►

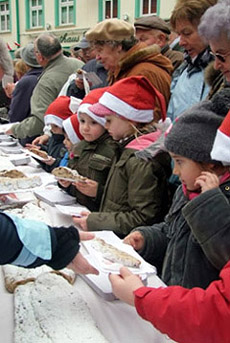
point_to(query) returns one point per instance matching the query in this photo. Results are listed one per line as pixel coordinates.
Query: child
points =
(136, 191)
(195, 315)
(93, 156)
(59, 110)
(189, 243)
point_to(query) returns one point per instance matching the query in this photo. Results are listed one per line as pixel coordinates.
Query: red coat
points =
(189, 315)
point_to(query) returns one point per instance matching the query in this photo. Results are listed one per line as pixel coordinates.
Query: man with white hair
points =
(56, 70)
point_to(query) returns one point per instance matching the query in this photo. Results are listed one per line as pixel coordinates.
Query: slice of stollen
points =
(49, 311)
(15, 276)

◄

_WHAT YOU ARE ASKED TO DO:_
Copy the whole listing above, substituting "x-y pixel positions" for each occurrence of "pixel coordinates" and leaving everything else unchanged. Omit the pictures from your copy.

_THE COMPLETED TASK:_
point_to(query) returns one point per instance matching the query in this photo. Results are listed one per line as x-y pixel positions.
Query: child
points =
(136, 191)
(195, 315)
(93, 156)
(59, 110)
(189, 243)
point_to(query) returns one point per instance matching the query in this photo. Results are listed one per line as x-y pixel positions.
Query: red coat
points =
(189, 315)
point_to(query) returns one point per instance matching the query in this photo. Results are listed one per line as x-y pixel positions.
Query: man with white hair
points =
(56, 70)
point_to(query) returns one point per instance matching the query in this photo. Results are listed one per line as x-y pixel positions.
Query: slice of stollen
points =
(49, 311)
(15, 276)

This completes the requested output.